Directions for this task:
Below are the entries. Transcribe exactly the lines from the one with "Where in the photo above can the firefighter in" through the one with "Where in the photo above can the vw", ends included, and leave out all others.

· · · · · · ·

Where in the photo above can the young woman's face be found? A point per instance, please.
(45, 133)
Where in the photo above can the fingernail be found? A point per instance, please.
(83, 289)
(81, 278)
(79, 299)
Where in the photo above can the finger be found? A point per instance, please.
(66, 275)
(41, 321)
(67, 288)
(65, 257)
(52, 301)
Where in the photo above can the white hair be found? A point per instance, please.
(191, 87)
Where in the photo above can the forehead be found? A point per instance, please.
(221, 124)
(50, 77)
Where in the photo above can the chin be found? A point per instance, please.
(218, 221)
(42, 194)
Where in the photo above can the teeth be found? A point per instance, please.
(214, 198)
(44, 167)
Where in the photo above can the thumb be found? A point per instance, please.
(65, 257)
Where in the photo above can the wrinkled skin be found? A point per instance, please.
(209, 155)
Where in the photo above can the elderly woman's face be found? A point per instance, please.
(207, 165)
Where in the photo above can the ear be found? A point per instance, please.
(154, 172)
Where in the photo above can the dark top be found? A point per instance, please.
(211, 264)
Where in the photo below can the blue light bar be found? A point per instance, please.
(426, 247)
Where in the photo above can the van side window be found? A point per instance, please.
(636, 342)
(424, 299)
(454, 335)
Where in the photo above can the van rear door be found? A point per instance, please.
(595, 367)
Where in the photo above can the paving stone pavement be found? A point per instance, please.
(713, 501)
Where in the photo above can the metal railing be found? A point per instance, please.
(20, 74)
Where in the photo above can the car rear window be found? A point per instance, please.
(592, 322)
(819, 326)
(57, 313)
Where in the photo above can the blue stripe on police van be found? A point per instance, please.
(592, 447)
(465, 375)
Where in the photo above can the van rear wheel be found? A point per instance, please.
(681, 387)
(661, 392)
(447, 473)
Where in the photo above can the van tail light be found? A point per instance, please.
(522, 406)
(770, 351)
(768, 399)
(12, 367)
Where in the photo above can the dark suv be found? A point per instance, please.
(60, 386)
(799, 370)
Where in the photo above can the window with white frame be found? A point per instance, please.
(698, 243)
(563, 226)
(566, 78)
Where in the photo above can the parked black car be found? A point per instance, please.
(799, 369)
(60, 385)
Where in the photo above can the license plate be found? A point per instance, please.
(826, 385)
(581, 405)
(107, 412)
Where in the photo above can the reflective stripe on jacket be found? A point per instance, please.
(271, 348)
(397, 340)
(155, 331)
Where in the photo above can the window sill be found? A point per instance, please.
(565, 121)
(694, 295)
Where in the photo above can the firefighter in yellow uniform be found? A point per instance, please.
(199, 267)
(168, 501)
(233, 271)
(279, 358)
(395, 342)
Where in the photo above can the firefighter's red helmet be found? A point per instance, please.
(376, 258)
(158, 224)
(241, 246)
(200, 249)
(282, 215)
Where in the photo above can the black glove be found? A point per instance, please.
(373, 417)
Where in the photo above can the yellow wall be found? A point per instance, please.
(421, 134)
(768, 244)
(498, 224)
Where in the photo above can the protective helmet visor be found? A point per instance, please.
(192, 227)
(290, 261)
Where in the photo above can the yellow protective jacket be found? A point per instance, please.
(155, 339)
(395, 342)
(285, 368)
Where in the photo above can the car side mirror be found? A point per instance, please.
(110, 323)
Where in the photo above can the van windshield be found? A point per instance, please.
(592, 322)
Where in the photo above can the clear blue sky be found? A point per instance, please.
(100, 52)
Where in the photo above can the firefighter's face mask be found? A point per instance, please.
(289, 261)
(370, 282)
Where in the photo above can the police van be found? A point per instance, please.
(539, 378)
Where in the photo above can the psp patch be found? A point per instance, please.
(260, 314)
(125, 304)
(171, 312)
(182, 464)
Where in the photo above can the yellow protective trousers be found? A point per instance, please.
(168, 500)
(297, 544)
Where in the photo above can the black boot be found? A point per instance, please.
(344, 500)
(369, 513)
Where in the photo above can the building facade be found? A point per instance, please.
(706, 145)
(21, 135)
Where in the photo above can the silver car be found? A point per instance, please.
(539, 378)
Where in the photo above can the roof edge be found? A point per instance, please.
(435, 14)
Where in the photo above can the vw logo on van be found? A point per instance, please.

· · · · · · ·

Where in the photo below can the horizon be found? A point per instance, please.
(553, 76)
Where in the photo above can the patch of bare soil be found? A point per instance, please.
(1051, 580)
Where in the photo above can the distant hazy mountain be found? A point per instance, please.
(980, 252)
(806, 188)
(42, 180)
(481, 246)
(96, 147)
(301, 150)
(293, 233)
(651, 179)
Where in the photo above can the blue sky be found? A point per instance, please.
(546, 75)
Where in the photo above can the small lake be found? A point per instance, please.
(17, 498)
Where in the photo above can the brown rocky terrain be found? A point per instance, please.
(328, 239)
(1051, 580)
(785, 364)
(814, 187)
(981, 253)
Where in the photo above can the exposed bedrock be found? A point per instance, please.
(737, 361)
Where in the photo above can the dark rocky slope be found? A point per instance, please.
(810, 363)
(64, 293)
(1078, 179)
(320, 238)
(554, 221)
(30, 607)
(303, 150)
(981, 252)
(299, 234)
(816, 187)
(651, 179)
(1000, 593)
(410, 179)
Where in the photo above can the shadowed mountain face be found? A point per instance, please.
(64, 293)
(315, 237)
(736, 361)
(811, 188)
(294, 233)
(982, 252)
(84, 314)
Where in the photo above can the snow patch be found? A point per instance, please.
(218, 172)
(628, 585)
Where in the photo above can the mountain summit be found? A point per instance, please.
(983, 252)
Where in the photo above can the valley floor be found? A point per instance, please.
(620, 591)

· · · · · · ·

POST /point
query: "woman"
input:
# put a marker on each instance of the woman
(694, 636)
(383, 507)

· · · · · · ·

Result of this task:
Where in the photo above can the firefighter in yellow uniform be found? A point per instance, please.
(199, 267)
(168, 501)
(233, 271)
(279, 358)
(395, 342)
Where in the photo above can the firefighter's red helmet be found? A point per instance, please.
(376, 258)
(158, 224)
(241, 246)
(200, 249)
(282, 215)
Where in the photo above can the black glove be found? A point per instance, please.
(373, 417)
Where in the photo above can the yellow wall be found? A point per instance, please.
(421, 134)
(768, 244)
(498, 224)
Where in the photo above can the protective helmet visor be found? A point per instance, please.
(192, 227)
(290, 261)
Where in the photo above can the yellow protective jacket be found? A point per instance, please.
(155, 339)
(395, 342)
(285, 368)
Where in the photo above can the car side mirror be found? A point per instance, please.
(110, 323)
Where in the photo above can the van windshield be found? A point per instance, please.
(592, 322)
Where in the photo above can the clear blue sky be found? A point per instance, please.
(100, 52)
Where in the photo above can the firefighter's face mask be found? A point per instance, please.
(289, 261)
(370, 282)
Where in the photo above can the police van be found? A point per instance, please.
(539, 378)
Where in the photo above can the psp patch be found? A point per instance, please.
(260, 314)
(125, 304)
(171, 312)
(182, 464)
Where in the photo above can the yellow protective trousers be found? A point per instance, please.
(168, 500)
(297, 544)
Where in the photo above can the black boot be found? A point per instance, please.
(344, 500)
(369, 513)
Where in the photo above can the building facade be found? A point per instance, please.
(706, 145)
(21, 135)
Where in the photo above can the silver car be found? A point per instance, please.
(539, 378)
Where in the photo above can the roof edge be found? A point per instance, please.
(435, 14)
Where in the photo above can the vw logo on van be found? A point per instance, please.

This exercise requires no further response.